### TEXTO CITADO
'''

“… Arrancar das coisas as aparências
de que mais se orgulham
Remover os ornamentos
Inteiros…”
Julia Studart
Resisti algum tempo para abrir espaço psíquico para ir ver, ouvir, mais uma violência, das muitas que são produzidas diariamente neste país. Fui então ver a entrevista da Regina Duarte ontem, dia 7 de maio, na CNN. Vi a entrevista completa de quase quarenta minutos com a certeza de que temos nas mãos mais um documento da barbárie produzida neste país.

'''

### EXERCÍCIO CURTO A
Segundo o texto citado, em que canal foi exibida a entrevista da Regina Duarte?

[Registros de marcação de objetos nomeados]

'''

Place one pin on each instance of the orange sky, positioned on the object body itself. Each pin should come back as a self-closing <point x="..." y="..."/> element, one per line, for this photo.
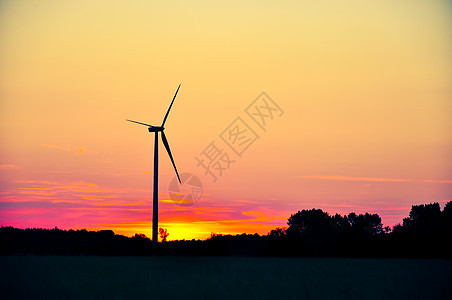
<point x="363" y="90"/>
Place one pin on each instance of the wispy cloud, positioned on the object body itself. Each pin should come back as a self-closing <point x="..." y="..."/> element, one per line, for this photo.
<point x="8" y="167"/>
<point x="65" y="148"/>
<point x="372" y="179"/>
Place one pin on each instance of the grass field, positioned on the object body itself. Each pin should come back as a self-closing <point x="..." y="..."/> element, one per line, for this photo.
<point x="78" y="277"/>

'''

### EXERCÍCIO CURTO B
Expresse como CSV de duas colunas, "enunciado" e "resultado", a listagem desde a linha que contém "Place one pin on each instance of the grass" até o final. Cada enunciado deve ocupar uma linha, com o texto e a resposta em campos entre aspas e as quebras de linha trocadas por espaços.

### SOLUÇÃO COMPLETA A
Na CNN.

### SOLUÇÃO COMPLETA B
enunciado,resultado
"Place one pin on each instance of the grass field, positioned on the object body itself. Each pin should come back as a self-closing <point x=""..."" y=""...""/> element, one per line, for this photo.","<point x=""78"" y=""277""/>"